By Danny Morrison
Years ago I heard a very young Siobhan O’Hanlon talk about her Uncle Joe, clearly proud of her connection, through her mom, to the Cahill clan. I had first got to know Joe - let’s say, professionally - to the extent that as far as I was concerned he was first and foremost an IRA man who could produce miracles, usually in respect to money.
It was only much later, after our introduction, that I entered his inner sanctum and realised that behind every great man there is a great woman, and the woman behind Joe was Annie Cahill. Joe was older than Annie but she was a thorough republican and through a wonderful relationship and marriage, through her dedication and her children’s sacrifice she facilitated his faithfulness to his comrades.

→ What you should do:
Copy everything from "It was only" down to "to his comrades." in the passage on the Cahills, swapping "inner sanctum" for "private world". The material has no connection to the passage on the Cahills.

Records from a collection
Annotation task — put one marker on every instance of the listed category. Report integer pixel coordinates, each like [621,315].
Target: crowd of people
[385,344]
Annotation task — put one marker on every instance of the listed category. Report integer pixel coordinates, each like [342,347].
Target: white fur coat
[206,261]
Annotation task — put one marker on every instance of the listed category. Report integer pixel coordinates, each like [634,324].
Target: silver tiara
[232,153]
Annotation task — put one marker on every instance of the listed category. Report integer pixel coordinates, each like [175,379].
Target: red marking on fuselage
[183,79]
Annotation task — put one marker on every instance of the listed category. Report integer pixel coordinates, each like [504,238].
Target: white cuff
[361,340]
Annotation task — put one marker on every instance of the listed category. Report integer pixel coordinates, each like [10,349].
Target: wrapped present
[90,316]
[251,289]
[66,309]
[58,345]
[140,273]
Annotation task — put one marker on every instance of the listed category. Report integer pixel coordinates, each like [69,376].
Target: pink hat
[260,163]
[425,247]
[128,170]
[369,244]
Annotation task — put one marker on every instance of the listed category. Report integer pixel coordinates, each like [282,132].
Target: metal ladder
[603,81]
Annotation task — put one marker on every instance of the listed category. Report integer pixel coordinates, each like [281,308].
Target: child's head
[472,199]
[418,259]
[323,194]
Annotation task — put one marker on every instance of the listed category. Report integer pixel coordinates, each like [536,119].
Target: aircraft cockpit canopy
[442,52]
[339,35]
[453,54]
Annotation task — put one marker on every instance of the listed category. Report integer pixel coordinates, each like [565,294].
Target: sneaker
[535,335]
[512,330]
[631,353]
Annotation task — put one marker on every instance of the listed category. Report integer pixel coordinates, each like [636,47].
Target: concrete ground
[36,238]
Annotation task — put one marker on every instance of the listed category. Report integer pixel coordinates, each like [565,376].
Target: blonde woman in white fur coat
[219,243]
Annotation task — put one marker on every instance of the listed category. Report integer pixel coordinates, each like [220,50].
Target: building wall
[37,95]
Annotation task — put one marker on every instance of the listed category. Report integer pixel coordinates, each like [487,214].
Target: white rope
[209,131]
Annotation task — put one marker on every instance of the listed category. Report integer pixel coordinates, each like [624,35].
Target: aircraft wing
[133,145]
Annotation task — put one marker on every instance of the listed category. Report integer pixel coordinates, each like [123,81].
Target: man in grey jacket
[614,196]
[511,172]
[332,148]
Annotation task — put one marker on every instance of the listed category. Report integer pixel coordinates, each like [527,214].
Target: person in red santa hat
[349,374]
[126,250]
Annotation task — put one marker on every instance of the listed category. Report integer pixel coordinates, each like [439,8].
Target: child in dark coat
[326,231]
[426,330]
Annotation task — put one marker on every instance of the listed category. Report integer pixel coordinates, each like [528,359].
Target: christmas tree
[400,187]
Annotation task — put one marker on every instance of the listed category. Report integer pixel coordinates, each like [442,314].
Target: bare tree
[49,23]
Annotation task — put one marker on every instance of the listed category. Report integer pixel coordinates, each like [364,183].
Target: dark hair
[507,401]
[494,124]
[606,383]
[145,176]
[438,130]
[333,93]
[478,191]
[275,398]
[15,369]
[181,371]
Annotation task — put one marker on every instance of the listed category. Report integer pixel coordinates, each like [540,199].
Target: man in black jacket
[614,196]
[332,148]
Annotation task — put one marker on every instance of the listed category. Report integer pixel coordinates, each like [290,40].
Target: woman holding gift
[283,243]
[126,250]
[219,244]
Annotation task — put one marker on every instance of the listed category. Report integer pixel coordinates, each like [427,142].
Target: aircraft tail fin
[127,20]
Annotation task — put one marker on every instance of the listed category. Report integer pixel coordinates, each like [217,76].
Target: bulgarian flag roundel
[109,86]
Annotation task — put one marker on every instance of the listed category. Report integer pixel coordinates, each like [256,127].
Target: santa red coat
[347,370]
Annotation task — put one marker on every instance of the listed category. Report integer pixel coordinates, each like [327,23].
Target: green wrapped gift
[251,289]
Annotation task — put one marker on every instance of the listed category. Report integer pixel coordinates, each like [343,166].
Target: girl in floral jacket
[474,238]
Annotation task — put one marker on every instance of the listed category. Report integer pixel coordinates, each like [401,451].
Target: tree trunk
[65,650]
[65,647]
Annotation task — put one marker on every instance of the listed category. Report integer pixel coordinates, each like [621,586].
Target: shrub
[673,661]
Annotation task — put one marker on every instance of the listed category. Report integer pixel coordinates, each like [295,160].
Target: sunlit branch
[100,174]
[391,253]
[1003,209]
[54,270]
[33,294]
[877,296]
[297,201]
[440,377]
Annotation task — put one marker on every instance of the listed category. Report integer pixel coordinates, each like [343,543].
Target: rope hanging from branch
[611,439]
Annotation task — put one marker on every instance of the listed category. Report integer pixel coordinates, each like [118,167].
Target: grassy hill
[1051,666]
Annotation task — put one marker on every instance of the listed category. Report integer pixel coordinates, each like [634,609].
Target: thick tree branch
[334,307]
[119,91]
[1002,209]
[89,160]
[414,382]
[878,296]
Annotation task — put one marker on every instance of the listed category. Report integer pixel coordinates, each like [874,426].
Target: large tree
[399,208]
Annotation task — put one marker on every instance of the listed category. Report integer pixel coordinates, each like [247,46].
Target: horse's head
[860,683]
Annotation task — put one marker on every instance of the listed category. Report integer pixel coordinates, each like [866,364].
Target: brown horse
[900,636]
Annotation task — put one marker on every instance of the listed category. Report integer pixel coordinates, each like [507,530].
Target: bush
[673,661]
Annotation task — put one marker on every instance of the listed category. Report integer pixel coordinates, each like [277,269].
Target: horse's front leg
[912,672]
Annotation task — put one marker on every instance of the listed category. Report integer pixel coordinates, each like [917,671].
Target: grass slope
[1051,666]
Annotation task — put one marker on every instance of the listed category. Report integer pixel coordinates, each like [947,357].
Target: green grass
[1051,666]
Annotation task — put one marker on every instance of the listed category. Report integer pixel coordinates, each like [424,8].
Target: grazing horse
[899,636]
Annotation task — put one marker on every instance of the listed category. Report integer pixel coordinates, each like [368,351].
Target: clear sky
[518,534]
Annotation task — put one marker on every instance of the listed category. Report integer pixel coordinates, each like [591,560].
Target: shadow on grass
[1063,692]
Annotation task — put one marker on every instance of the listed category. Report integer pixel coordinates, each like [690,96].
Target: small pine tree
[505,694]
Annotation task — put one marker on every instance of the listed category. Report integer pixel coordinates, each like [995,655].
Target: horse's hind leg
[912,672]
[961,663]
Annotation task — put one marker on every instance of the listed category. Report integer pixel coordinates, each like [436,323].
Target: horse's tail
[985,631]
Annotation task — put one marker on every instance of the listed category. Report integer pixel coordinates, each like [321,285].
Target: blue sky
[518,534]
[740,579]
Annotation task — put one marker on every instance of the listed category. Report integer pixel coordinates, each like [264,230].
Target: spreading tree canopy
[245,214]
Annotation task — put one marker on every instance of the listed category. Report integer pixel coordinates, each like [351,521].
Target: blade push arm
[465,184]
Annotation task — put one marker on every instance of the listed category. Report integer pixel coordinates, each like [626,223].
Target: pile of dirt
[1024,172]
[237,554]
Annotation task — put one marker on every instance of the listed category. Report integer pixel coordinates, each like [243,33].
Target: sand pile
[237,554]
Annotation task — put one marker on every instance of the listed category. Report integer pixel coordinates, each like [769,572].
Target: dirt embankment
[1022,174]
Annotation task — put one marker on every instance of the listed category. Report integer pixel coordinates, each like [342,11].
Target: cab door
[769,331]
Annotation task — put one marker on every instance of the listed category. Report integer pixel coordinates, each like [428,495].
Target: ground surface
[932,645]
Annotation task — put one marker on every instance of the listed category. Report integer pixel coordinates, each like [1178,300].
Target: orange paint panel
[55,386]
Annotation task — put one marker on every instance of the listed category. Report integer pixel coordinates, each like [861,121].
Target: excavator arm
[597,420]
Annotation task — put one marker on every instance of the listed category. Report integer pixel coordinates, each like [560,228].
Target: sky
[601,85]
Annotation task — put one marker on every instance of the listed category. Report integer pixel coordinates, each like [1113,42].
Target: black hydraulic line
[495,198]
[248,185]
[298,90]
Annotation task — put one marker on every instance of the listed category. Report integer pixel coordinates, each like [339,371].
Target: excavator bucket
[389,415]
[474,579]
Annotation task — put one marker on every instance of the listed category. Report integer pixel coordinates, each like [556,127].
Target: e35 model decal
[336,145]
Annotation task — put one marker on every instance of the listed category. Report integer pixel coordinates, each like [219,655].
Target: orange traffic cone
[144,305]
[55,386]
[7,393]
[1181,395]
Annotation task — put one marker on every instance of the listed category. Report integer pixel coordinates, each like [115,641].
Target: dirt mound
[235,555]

→ Result:
It was only much later, after our introduction, that I entered his private world and realised that behind every great man there is a great woman, and the woman behind Joe was Annie Cahill. Joe was older than Annie but she was a thorough republican and through a wonderful relationship and marriage, through her dedication and her children’s sacrifice she facilitated his faithfulness to his comrades.